%%
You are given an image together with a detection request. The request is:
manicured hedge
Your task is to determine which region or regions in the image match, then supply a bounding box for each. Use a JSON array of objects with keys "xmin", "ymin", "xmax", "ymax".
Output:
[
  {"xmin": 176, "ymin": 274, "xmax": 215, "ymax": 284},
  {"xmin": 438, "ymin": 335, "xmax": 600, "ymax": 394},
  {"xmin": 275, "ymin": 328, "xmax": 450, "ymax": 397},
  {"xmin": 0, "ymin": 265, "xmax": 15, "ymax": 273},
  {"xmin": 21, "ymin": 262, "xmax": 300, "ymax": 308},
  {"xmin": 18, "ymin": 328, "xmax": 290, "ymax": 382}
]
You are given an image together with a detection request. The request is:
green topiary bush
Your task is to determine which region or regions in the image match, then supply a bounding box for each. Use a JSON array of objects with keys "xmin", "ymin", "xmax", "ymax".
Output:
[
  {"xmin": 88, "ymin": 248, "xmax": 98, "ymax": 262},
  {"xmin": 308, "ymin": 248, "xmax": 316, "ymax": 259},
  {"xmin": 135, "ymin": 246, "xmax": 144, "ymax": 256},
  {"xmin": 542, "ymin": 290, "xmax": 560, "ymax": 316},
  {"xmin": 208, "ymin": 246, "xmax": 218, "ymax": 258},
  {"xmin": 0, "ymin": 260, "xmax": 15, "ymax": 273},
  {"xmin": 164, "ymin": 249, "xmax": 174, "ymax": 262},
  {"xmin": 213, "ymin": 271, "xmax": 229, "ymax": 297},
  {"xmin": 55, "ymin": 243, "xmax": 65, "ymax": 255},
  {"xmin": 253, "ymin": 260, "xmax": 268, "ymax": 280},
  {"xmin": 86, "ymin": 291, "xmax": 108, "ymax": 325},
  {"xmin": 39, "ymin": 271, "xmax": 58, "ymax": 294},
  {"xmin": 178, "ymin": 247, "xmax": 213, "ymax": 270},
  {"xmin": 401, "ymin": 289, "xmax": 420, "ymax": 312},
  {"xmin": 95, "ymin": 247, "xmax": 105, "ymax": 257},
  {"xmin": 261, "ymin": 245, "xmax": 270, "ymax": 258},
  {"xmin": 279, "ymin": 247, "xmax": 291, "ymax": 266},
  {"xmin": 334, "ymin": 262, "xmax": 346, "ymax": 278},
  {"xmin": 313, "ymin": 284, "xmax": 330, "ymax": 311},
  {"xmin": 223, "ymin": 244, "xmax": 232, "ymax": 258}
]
%%
» **Task requirements**: Give back every entry, unchanged in any way.

» **Exercise output**:
You are given an image together with a detection request. The request is:
manicured hedge
Your task is to determine which region or regions in the image match, then supply a bounding box for each. Use a JSON array of objects with keys "xmin", "ymin", "xmax", "ymax".
Output:
[
  {"xmin": 176, "ymin": 274, "xmax": 215, "ymax": 284},
  {"xmin": 438, "ymin": 335, "xmax": 600, "ymax": 394},
  {"xmin": 275, "ymin": 328, "xmax": 450, "ymax": 397},
  {"xmin": 0, "ymin": 265, "xmax": 15, "ymax": 273},
  {"xmin": 21, "ymin": 262, "xmax": 300, "ymax": 308},
  {"xmin": 18, "ymin": 328, "xmax": 290, "ymax": 382}
]
You are given an image together with a detection request. The request is:
green topiary bush
Your task is to determine which region or regions in the image match, then supply a bounding box for each. Use a JSON array of objects with keys "xmin", "ymin", "xmax", "ymax".
Output:
[
  {"xmin": 88, "ymin": 248, "xmax": 98, "ymax": 262},
  {"xmin": 308, "ymin": 248, "xmax": 316, "ymax": 259},
  {"xmin": 135, "ymin": 246, "xmax": 144, "ymax": 256},
  {"xmin": 542, "ymin": 290, "xmax": 560, "ymax": 316},
  {"xmin": 208, "ymin": 246, "xmax": 218, "ymax": 258},
  {"xmin": 0, "ymin": 260, "xmax": 15, "ymax": 273},
  {"xmin": 164, "ymin": 249, "xmax": 174, "ymax": 262},
  {"xmin": 213, "ymin": 271, "xmax": 229, "ymax": 297},
  {"xmin": 55, "ymin": 243, "xmax": 65, "ymax": 255},
  {"xmin": 253, "ymin": 260, "xmax": 268, "ymax": 280},
  {"xmin": 86, "ymin": 291, "xmax": 108, "ymax": 325},
  {"xmin": 39, "ymin": 271, "xmax": 58, "ymax": 294},
  {"xmin": 178, "ymin": 247, "xmax": 213, "ymax": 270},
  {"xmin": 401, "ymin": 289, "xmax": 420, "ymax": 312},
  {"xmin": 95, "ymin": 247, "xmax": 105, "ymax": 257},
  {"xmin": 261, "ymin": 245, "xmax": 270, "ymax": 258},
  {"xmin": 279, "ymin": 247, "xmax": 291, "ymax": 266},
  {"xmin": 334, "ymin": 262, "xmax": 346, "ymax": 278},
  {"xmin": 313, "ymin": 284, "xmax": 330, "ymax": 311},
  {"xmin": 223, "ymin": 244, "xmax": 232, "ymax": 258}
]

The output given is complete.